## EXERCISE REQUIREMENTS
According to the post on the regulatory crackdown on online payday lenders, what are overdraft fees indistinguishable from in the view of the CFPB and consumer activist groups?

## EXCERPTED PASSAGE

Credit union consultant Marvin Umholz has given me permission to
republish a section of his most recent email newsletter that states my
concerns about the recent crackdown by federal banking regulators on
banks that provide payment processing services for online payday lenders
better than I could state them. This is an issue that is of growing to
concern and confusion. Enjoy:
Assault on Online Payday Lenders is Canary in the Coal Mine for CFPB Threat
Credit union officials and community bankers should be tracking the level of harassment that the CFPB and the Federal Deposit Insurance Corporation (FDIC) are currently engaged in against payday lenders, especially those active in online payday lending. To the CFPB and the consumer activist groups that are its primary constituency overdraft fees are indistinguishable from payday loans. The payday lenders current predicament is the canary in the coal mine alarm singing out about future CFPB “deception, debt traps, dead ends, and discrimination” enforcements. Those within the financial community that cheer when the CFPB chases down its non-bank prey will wish that they hadn’t when it is their turn to be the person of interest to the CFPB pack of frenzied “consumer watchdogs.”

Point annotation records
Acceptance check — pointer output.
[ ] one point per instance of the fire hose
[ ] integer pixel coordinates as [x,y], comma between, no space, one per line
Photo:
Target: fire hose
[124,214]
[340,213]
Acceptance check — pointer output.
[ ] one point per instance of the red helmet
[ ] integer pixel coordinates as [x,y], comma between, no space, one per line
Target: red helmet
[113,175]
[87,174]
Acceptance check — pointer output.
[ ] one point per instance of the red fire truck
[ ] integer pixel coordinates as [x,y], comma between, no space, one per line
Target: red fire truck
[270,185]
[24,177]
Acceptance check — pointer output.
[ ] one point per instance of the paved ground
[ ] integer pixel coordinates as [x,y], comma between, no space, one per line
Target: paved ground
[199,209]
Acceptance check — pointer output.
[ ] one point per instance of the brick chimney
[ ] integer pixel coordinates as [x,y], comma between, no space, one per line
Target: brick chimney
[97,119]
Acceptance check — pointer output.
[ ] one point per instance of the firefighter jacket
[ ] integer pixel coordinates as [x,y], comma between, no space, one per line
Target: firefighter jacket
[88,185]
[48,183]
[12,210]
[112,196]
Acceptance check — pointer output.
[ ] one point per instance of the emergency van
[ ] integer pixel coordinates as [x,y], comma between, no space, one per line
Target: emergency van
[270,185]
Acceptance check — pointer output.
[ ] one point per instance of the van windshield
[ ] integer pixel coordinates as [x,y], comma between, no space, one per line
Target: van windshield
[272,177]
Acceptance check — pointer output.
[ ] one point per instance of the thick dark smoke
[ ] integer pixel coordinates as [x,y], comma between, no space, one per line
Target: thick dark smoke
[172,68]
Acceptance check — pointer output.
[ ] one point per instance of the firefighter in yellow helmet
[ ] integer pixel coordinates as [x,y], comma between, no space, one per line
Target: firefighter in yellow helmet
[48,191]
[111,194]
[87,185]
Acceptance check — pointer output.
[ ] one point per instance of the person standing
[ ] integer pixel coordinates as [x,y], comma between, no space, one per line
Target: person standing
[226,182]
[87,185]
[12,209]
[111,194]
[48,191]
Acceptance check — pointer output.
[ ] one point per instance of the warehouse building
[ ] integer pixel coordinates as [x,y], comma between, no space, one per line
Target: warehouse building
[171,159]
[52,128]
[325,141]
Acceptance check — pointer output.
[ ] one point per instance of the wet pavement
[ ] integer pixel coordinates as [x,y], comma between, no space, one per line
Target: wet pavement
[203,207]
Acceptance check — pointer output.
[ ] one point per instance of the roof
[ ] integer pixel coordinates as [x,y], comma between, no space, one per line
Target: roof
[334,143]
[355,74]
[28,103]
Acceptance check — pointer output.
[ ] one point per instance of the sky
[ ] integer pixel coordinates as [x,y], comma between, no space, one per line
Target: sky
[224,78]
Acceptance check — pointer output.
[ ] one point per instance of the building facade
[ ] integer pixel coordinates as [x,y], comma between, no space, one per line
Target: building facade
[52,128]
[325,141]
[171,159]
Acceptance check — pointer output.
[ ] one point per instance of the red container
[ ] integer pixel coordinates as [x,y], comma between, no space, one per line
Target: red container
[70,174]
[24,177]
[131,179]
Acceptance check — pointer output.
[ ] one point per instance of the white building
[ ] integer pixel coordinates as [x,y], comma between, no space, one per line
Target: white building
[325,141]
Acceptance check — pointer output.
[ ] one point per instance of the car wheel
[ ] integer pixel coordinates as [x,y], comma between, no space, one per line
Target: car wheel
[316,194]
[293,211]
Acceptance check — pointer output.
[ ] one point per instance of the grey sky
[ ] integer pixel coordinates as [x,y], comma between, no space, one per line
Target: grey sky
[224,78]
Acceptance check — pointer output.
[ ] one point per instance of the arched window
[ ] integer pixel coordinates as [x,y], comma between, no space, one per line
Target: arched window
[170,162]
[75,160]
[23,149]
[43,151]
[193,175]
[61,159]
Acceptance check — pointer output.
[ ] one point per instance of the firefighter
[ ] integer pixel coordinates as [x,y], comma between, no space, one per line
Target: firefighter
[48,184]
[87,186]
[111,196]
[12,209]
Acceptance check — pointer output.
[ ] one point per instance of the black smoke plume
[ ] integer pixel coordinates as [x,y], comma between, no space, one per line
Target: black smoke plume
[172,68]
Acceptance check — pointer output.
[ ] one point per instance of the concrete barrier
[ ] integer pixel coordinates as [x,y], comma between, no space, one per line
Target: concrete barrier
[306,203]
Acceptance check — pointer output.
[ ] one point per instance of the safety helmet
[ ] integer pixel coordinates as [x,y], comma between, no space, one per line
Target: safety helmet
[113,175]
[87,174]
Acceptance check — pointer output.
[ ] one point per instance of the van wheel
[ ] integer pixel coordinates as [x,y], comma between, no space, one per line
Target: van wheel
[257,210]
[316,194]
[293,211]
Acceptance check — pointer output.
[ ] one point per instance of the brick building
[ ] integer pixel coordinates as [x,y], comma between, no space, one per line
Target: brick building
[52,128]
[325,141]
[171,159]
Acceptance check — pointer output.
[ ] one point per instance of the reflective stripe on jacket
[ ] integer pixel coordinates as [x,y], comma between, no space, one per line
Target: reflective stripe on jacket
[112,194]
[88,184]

## REPLY
Payday loans.